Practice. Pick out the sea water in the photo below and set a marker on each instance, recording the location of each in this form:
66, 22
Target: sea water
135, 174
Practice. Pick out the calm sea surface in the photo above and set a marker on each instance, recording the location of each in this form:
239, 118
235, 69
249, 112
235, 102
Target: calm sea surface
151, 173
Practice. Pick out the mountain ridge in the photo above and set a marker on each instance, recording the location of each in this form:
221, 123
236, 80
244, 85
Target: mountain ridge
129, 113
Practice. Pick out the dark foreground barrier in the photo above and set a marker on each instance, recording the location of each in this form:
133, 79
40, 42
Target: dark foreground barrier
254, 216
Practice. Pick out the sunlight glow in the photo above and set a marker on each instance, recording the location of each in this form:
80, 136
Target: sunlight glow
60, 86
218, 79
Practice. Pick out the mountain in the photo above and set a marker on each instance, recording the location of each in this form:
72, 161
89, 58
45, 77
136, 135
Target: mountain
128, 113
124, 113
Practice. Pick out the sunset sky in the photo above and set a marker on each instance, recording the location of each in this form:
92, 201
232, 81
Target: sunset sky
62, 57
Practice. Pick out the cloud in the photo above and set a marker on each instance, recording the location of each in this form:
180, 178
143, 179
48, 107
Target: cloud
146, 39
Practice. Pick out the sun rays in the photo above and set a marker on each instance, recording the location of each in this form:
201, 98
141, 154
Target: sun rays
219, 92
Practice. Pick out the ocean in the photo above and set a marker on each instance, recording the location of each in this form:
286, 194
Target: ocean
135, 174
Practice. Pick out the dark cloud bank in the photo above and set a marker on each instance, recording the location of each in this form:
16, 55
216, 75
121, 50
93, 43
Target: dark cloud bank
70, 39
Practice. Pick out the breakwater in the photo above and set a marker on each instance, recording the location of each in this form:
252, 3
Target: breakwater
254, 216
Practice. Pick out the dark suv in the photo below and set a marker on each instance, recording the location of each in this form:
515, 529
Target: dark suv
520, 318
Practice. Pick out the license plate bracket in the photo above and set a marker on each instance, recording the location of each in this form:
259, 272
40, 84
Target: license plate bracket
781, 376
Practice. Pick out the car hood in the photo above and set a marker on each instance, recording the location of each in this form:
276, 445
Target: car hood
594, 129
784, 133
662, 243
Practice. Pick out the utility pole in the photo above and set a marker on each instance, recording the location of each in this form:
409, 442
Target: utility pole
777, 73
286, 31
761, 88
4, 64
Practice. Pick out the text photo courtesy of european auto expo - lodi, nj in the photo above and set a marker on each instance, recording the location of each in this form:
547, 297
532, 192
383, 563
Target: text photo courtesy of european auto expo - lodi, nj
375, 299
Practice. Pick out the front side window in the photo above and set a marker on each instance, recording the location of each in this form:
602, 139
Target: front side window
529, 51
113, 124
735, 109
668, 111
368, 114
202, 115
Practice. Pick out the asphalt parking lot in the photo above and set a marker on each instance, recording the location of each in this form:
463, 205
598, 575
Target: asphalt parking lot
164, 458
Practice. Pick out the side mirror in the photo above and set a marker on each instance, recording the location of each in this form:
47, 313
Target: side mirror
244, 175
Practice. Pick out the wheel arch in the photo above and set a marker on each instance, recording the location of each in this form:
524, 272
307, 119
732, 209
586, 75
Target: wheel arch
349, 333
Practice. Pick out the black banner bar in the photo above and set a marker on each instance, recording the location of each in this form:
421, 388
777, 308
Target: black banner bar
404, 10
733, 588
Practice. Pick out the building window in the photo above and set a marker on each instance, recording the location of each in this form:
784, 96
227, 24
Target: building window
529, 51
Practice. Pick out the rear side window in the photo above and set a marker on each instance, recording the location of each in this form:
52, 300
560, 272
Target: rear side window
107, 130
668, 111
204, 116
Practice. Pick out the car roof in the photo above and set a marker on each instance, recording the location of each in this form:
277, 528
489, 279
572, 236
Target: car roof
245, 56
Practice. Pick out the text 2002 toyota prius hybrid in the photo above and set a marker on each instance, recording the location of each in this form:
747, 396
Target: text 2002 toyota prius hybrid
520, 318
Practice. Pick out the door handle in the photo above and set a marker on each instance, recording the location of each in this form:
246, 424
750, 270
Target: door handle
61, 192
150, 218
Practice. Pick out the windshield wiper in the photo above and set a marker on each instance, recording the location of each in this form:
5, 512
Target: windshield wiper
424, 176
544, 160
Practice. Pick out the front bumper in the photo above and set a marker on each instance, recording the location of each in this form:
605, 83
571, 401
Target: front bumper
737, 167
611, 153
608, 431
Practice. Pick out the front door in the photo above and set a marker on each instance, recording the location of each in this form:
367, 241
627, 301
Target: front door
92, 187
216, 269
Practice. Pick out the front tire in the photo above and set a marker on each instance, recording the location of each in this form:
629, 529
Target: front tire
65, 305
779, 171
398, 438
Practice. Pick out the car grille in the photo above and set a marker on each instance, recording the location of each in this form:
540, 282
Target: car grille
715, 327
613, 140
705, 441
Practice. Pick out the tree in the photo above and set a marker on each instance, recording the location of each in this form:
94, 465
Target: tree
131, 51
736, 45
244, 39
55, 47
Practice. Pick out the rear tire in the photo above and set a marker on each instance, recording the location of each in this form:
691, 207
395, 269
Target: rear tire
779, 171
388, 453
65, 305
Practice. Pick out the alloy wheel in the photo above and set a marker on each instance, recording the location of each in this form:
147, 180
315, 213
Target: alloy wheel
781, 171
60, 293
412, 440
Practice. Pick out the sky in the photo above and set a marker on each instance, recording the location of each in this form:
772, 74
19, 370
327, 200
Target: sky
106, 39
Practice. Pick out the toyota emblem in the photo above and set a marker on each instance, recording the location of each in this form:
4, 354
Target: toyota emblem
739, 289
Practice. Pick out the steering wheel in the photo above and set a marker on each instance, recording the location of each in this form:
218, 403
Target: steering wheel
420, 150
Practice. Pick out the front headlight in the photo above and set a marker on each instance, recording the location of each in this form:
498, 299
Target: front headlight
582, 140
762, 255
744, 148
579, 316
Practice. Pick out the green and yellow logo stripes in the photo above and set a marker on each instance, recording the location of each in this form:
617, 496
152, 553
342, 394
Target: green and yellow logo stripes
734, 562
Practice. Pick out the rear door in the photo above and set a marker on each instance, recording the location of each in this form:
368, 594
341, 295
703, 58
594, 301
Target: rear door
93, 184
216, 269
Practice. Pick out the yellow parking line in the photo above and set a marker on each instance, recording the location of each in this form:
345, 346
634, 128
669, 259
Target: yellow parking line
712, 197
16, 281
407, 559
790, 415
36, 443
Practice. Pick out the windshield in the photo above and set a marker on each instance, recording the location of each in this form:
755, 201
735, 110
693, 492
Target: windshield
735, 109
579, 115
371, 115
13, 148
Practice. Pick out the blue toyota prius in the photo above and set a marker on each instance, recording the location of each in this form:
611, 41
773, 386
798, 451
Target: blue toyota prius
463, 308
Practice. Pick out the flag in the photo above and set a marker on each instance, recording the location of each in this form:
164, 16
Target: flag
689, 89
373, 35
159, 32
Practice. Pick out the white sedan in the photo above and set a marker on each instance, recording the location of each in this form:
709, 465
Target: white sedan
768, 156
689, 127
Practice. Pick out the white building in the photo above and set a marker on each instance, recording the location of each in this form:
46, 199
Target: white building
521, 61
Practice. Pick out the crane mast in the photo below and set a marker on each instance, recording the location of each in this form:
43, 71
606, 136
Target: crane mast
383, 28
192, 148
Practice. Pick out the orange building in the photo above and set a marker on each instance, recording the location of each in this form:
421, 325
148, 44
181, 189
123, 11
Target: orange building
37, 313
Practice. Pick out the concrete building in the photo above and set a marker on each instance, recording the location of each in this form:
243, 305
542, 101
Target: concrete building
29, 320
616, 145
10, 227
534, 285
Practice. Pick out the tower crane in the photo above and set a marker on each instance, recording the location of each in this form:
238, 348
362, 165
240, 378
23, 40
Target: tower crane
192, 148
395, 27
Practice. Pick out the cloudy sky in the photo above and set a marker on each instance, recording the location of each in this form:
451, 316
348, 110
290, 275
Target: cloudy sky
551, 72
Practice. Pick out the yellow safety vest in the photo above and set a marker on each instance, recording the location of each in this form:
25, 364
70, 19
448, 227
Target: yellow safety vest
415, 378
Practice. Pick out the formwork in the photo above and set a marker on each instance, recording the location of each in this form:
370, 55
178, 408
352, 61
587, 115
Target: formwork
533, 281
========================================================================
▶ **EXERCISE DIRECTIONS**
Which of the lines above mention the word "below"? Pull those lines out.

▶ **TASK SOLUTION**
Practice. Pick out the sea water in the photo below and set a marker on each instance, recording the location of each in this form:
Practice. Pick out the dark suv in the photo below and set a marker on each instance, recording the location of each in this form:
Practice. Pick out the crane mast in the photo below and set a marker on each instance, recording the location of each in this form:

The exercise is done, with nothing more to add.